__WHAT IS NEEDED__: The answer is the full listing below, copied exactly, with its pictures omitted.

__PROVIDED MATERIAL__:
= Beginning of Section =

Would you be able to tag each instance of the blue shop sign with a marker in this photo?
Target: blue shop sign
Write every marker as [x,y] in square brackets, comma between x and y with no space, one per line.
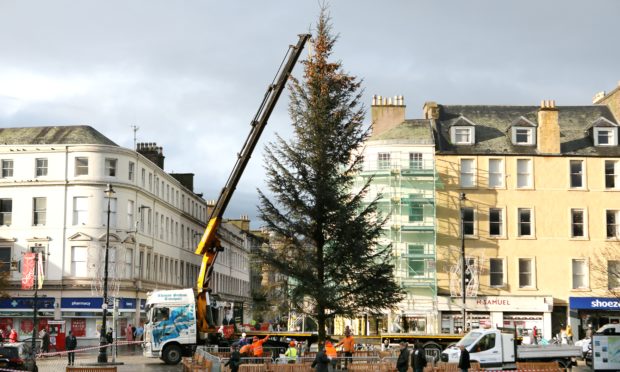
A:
[594,303]
[27,303]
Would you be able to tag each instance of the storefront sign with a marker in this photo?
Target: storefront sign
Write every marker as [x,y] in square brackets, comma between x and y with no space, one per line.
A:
[26,303]
[594,303]
[78,327]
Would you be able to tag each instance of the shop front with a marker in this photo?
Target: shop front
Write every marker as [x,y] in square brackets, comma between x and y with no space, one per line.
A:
[592,311]
[522,313]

= End of Section =

__SOLVED PROBLEM__:
Would you be able to tag each instance of the blue shop sign with a marker in this photo?
Target: blue shop sign
Write every marker as [x,y] in square brackets, comma between x and y with no space, one per line.
A:
[594,303]
[27,303]
Would you be able to tag each instance of the storefront sign with a marker in this photo?
Target: storefront sign
Write every marker as [x,y] in square brackets, comma between x and y with no space, one per line.
A:
[26,303]
[594,303]
[78,327]
Would you be able to tag each instance of the shop front with a marker in this photo?
Target: shop front
Write every marker as [x,y] in square brackets, comma between x and y with no space, one per line.
A:
[592,311]
[522,313]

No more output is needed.